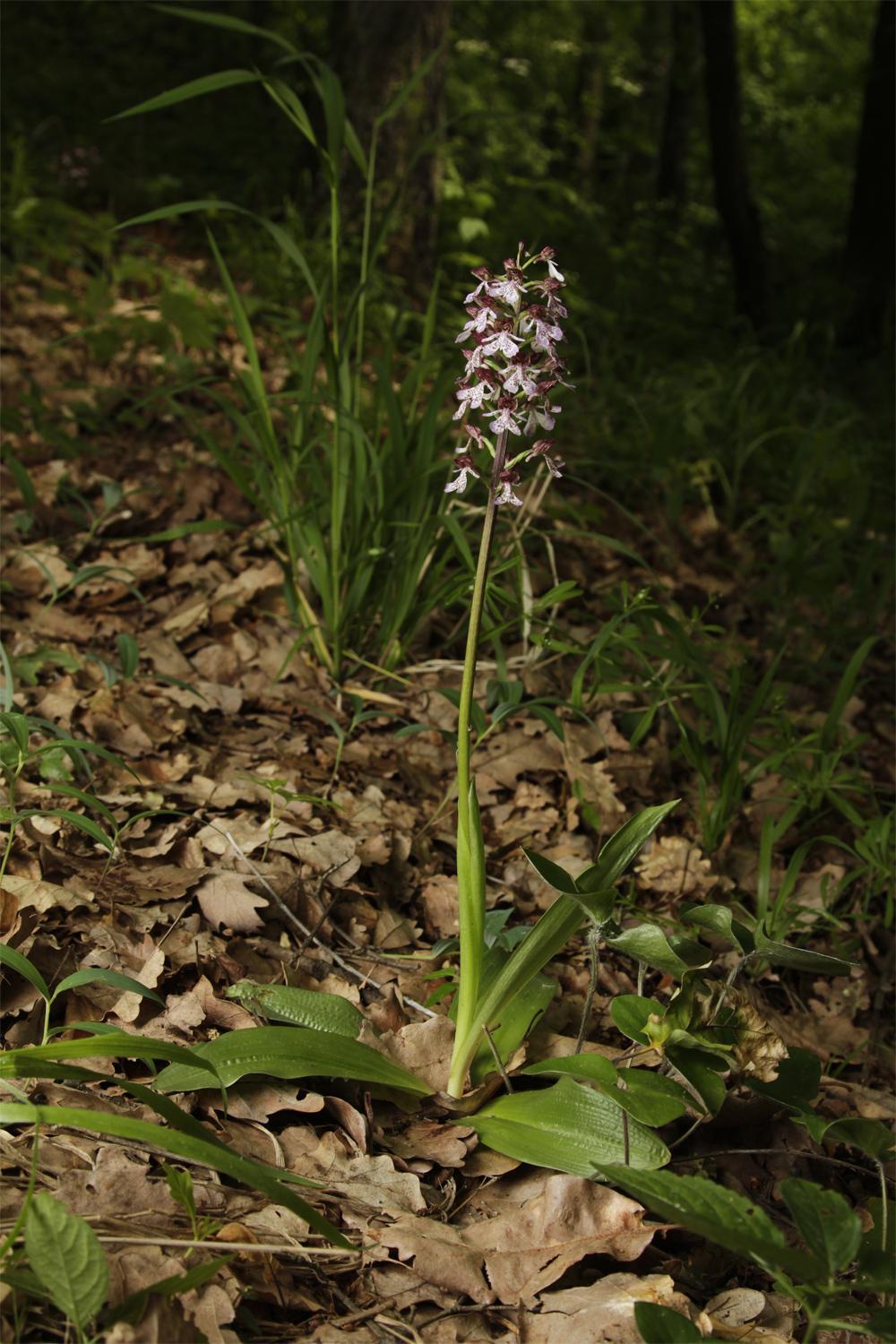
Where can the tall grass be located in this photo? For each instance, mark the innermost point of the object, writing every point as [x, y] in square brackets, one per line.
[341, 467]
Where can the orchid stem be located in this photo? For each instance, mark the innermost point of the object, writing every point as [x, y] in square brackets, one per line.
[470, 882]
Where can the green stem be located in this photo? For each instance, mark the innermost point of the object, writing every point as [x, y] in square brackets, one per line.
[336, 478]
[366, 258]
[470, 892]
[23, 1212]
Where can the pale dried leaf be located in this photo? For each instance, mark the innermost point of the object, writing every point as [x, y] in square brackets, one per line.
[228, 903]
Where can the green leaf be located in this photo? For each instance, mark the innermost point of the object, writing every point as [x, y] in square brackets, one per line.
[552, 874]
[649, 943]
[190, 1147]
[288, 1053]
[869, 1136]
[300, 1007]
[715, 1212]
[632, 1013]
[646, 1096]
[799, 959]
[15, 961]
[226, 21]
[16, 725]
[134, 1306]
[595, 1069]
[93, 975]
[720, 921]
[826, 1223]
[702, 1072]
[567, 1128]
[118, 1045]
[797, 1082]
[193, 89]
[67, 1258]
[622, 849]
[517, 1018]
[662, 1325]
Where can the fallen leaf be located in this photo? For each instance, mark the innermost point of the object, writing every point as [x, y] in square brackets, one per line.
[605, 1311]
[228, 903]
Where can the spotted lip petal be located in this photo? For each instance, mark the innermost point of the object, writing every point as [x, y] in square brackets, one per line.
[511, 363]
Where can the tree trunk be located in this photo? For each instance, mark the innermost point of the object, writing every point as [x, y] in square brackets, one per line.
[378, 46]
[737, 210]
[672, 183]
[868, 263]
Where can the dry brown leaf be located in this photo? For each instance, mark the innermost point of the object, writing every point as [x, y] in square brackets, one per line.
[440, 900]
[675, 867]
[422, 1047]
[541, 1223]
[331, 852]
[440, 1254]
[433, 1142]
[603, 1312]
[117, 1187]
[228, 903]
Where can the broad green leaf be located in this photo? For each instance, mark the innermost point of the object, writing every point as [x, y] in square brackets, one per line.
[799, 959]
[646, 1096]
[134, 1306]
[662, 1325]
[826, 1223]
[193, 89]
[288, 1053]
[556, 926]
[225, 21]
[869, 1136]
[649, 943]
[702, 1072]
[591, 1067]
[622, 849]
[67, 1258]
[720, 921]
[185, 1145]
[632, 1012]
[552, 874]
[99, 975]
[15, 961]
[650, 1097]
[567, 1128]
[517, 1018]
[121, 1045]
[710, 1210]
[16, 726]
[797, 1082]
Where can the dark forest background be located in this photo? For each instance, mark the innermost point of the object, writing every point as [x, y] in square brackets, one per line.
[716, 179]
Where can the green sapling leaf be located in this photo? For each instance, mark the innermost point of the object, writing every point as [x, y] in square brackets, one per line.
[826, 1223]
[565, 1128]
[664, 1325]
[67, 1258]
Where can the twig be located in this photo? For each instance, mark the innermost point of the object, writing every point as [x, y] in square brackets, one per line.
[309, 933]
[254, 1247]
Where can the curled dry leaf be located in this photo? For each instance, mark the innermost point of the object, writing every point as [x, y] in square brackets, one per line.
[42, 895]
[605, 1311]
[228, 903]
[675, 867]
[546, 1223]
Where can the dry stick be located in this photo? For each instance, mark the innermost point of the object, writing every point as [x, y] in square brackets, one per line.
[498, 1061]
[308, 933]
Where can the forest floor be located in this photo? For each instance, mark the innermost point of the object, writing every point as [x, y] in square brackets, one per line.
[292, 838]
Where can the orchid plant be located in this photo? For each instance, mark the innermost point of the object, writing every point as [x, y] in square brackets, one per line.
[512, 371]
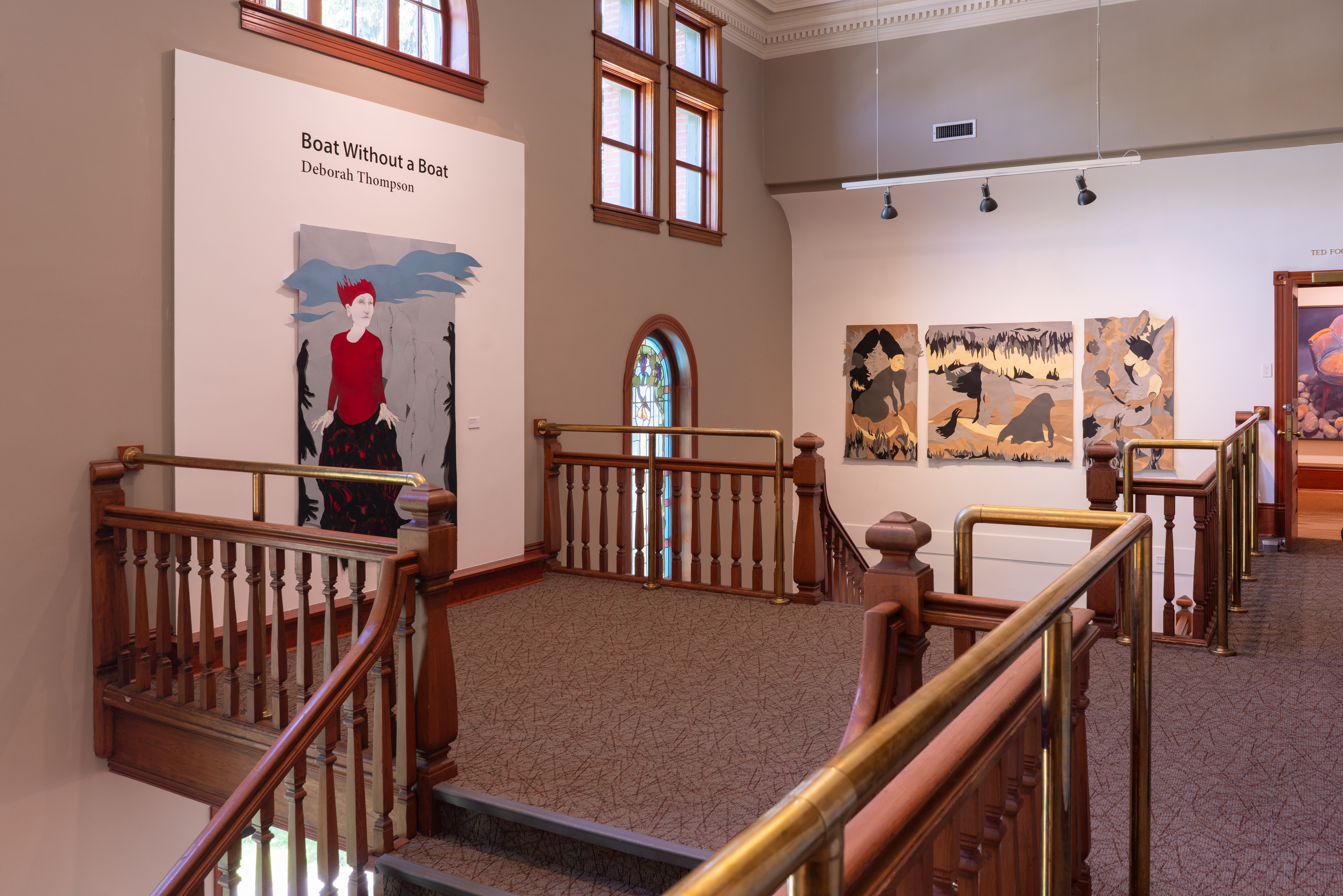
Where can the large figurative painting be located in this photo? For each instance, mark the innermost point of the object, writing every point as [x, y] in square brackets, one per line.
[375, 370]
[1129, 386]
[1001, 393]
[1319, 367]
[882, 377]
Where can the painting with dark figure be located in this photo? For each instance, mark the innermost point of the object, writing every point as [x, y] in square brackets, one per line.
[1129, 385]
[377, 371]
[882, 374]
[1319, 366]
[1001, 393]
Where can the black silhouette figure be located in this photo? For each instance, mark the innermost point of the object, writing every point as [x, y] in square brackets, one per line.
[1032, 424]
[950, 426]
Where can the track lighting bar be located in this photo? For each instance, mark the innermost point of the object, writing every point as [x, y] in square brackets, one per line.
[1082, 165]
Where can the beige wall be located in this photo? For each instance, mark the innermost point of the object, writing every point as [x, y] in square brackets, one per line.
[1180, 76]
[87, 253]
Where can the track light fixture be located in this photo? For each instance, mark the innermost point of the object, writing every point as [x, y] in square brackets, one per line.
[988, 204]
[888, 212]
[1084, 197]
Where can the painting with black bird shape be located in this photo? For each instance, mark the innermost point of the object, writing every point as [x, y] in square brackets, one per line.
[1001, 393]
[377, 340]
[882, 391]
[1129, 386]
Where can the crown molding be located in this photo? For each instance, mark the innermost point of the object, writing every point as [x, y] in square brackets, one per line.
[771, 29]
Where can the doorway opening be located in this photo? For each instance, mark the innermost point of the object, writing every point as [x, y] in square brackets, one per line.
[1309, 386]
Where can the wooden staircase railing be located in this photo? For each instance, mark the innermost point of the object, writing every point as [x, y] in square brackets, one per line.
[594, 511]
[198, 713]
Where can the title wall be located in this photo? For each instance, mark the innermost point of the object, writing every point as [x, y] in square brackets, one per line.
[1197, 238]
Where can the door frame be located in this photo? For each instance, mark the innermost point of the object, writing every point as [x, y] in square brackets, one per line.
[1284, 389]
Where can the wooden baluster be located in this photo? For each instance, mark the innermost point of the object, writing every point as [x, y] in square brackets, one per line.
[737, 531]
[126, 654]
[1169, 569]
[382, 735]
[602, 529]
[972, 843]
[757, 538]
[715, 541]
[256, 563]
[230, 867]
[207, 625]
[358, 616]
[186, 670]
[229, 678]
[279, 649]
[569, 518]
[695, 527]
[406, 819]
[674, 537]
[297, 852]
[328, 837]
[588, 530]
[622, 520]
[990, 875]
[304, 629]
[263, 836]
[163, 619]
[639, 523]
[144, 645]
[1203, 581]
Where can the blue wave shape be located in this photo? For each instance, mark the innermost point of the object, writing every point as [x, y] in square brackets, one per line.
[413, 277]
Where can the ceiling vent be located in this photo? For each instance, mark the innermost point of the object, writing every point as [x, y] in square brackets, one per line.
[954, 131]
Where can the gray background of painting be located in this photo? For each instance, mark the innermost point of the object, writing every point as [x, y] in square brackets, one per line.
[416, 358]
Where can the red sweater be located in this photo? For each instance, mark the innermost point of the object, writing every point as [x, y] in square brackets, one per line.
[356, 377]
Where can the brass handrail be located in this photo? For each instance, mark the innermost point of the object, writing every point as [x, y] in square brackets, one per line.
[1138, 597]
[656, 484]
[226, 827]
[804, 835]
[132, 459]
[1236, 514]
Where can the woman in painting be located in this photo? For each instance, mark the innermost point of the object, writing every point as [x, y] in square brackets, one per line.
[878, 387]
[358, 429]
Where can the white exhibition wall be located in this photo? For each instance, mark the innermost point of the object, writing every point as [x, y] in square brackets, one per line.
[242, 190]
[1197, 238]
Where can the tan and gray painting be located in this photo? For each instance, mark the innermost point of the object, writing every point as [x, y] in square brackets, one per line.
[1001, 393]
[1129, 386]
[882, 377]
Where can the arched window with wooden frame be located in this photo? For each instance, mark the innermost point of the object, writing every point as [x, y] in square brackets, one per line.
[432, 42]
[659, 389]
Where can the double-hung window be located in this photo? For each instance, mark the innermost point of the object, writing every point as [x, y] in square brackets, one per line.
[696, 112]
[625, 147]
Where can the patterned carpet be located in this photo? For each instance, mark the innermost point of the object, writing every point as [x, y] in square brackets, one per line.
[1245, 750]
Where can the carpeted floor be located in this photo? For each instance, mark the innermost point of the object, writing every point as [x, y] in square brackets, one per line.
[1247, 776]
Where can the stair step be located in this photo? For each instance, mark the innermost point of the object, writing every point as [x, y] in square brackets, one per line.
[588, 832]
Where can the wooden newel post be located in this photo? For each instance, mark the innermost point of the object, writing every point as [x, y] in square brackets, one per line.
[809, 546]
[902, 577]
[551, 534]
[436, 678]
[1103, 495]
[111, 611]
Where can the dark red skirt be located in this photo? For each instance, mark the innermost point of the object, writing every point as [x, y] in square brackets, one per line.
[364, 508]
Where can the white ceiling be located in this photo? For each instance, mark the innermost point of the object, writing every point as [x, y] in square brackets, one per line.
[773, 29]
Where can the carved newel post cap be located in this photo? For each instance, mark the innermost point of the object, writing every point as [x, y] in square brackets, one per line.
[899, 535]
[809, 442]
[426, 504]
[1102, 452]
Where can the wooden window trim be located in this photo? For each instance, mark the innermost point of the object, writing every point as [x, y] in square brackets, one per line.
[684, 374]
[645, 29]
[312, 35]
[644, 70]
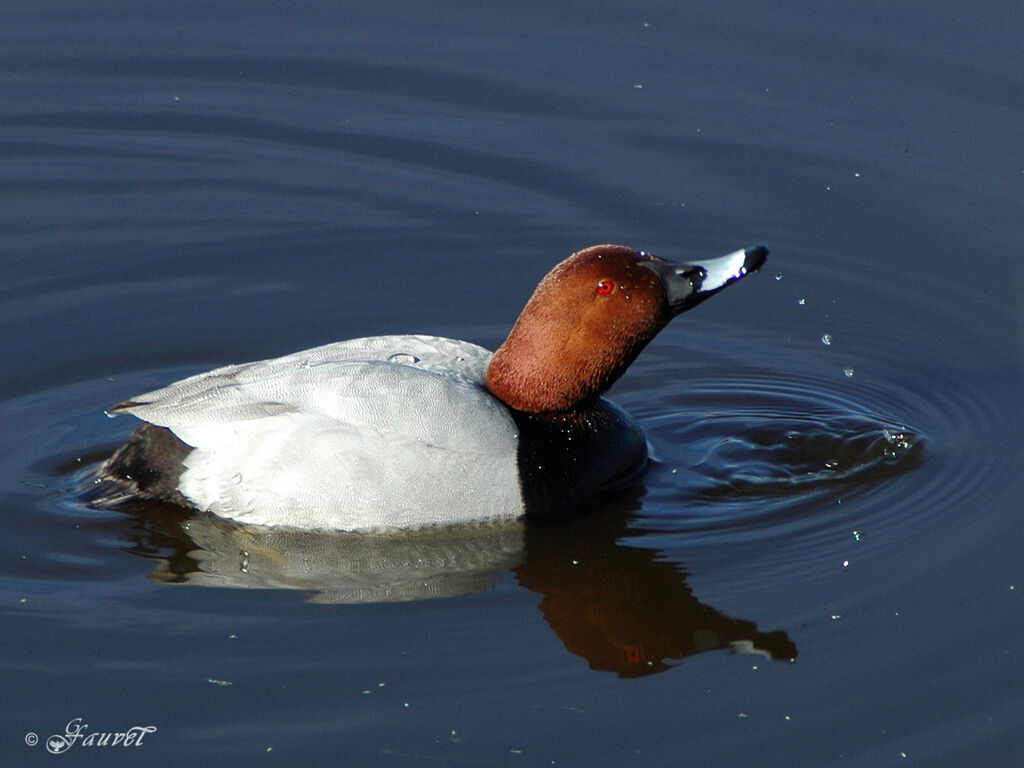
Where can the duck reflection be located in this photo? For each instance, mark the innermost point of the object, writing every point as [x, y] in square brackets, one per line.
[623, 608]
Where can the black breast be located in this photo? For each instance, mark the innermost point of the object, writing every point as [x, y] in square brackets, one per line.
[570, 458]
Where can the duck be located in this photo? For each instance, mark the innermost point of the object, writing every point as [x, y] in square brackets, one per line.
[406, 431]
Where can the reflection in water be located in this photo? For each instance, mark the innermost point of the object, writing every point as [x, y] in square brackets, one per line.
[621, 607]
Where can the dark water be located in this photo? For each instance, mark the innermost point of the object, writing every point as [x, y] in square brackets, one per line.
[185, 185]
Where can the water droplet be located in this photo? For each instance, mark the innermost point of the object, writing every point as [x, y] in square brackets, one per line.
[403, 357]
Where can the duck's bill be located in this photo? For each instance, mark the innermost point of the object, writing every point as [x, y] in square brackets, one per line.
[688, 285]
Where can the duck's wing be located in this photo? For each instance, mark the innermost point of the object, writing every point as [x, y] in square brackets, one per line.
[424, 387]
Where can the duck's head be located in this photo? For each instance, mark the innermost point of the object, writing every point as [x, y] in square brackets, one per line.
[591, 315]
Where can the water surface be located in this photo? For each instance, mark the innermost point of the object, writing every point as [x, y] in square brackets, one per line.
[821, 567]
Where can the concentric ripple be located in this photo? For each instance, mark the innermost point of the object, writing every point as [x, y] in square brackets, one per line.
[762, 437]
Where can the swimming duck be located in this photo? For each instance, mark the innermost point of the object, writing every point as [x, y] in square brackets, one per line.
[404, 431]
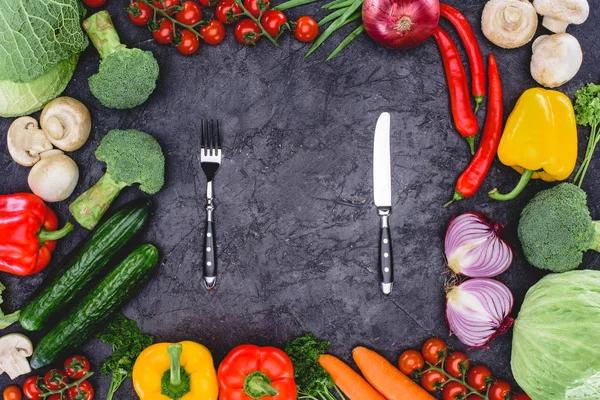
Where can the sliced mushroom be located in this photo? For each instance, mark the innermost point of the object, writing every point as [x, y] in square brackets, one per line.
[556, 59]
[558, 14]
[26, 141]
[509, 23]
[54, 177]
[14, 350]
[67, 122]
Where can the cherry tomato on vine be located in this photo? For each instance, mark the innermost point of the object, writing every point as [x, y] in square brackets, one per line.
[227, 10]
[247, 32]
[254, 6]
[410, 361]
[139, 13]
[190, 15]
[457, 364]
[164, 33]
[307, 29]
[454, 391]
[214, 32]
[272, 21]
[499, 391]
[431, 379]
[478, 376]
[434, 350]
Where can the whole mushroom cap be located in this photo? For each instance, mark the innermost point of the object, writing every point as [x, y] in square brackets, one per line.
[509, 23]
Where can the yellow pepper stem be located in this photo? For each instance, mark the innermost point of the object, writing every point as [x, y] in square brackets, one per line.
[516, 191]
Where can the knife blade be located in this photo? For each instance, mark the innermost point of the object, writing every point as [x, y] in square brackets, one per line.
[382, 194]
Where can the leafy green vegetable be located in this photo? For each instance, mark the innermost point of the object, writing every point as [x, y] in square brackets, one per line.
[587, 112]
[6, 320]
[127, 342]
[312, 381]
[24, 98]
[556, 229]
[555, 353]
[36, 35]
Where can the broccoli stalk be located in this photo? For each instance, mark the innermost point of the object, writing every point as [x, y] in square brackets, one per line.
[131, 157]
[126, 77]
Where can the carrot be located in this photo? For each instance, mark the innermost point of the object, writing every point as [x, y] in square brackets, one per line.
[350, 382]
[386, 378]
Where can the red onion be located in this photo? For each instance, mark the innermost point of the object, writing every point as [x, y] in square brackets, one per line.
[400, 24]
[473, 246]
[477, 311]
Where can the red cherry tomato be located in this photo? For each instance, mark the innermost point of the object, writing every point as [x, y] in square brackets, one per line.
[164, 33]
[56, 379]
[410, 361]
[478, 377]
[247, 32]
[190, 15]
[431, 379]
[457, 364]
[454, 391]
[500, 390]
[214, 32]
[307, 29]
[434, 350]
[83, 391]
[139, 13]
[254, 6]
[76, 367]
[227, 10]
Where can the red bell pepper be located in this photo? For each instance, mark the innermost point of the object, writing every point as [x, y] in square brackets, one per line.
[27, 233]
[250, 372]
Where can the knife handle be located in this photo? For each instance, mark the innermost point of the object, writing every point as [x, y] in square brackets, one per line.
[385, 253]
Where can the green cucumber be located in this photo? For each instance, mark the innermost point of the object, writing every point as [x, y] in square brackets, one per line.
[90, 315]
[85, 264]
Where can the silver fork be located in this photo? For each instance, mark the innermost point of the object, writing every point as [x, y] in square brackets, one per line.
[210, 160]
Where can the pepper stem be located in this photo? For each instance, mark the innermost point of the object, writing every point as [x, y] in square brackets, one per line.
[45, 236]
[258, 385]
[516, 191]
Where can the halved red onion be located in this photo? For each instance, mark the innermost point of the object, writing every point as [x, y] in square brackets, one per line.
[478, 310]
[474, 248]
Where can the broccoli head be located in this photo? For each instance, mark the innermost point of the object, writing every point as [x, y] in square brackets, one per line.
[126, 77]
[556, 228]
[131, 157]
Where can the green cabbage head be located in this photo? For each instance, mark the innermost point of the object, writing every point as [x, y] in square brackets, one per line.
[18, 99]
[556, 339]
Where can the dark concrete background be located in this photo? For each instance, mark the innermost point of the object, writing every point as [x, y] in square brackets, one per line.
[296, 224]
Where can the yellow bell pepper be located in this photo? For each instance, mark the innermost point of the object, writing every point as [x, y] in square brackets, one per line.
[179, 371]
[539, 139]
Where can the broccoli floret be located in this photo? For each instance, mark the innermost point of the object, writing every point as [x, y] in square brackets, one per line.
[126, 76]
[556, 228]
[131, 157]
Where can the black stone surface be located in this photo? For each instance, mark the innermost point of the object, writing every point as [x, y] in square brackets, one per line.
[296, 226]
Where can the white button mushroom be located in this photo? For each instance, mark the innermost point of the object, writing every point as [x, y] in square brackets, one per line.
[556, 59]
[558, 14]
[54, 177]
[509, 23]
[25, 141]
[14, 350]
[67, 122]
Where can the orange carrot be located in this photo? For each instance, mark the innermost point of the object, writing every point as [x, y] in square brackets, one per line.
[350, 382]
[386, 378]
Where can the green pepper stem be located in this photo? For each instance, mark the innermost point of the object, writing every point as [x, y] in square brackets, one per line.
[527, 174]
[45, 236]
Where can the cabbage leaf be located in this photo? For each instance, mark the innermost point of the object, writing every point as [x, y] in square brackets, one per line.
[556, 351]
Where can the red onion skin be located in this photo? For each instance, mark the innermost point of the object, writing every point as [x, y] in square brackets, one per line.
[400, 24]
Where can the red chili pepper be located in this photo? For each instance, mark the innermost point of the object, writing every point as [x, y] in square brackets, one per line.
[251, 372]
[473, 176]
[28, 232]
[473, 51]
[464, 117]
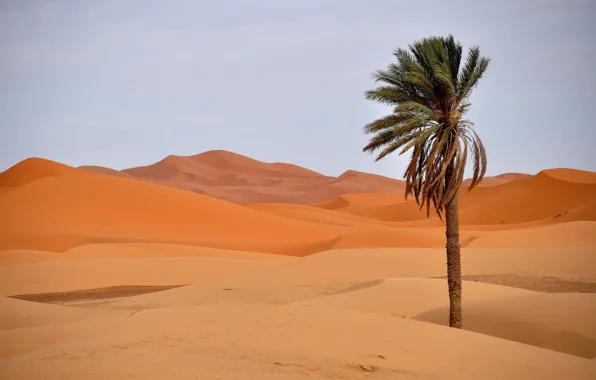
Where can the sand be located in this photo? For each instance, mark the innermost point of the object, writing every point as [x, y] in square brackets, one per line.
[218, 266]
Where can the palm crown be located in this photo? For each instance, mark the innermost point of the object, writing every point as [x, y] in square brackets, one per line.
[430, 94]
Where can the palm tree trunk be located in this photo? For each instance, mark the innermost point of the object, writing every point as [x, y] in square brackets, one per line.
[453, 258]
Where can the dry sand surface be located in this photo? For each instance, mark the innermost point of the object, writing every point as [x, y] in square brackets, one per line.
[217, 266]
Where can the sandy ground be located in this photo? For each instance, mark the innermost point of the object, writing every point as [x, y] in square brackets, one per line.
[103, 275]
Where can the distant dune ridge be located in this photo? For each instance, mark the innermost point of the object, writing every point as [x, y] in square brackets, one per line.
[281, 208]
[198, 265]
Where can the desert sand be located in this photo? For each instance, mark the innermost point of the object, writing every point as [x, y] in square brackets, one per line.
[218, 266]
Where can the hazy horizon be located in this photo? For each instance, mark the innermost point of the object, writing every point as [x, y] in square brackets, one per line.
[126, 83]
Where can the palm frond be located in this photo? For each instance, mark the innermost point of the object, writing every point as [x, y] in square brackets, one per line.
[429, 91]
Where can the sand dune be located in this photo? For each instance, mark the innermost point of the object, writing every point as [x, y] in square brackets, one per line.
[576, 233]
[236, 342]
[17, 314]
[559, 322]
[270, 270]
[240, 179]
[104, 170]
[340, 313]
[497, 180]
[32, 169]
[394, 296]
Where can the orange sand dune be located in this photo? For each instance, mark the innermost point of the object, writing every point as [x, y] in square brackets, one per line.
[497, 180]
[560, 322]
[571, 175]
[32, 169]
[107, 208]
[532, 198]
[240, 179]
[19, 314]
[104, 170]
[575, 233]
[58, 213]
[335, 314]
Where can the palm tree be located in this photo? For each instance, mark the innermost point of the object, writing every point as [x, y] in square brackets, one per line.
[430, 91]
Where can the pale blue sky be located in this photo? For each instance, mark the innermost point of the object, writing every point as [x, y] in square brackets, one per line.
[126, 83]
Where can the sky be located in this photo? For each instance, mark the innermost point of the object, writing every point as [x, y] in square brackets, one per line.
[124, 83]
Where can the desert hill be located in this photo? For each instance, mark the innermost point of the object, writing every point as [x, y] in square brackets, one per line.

---

* [Stated exercise]: Begin at the line containing "Where can the beige" and stop after the line containing "[1309, 386]"; reproduce those lines, swapping "crown molding" for "ceiling trim" and leaving everything else unchanged.

* [Task solution]:
Where can the beige wall be located in this photo? For each instance, mark the innermost point of the object, writing every point as [x, y] in square brackets, one per line.
[1180, 76]
[87, 253]
Where can the track light fixture be located in this photo? For each instance, mark the innermost point of the object, writing every point as [x, y] in square brackets, one per line.
[988, 204]
[888, 212]
[1084, 197]
Where can the painting with black bird shape be located in this photo? For each instance, mark the innermost point of the object, writing every point as [x, y] in square brackets, one per line.
[1001, 393]
[377, 340]
[882, 391]
[1129, 386]
Where can the ceiling trim be located in this photo? For each instance, mark the innermost point of the object, writing every point as [x, y] in square brackets, one per line.
[771, 29]
Where can the doorway opening be located in this photo? For each instance, mark the innermost point of the object, writing every point as [x, y] in square brackets, one per line.
[1309, 386]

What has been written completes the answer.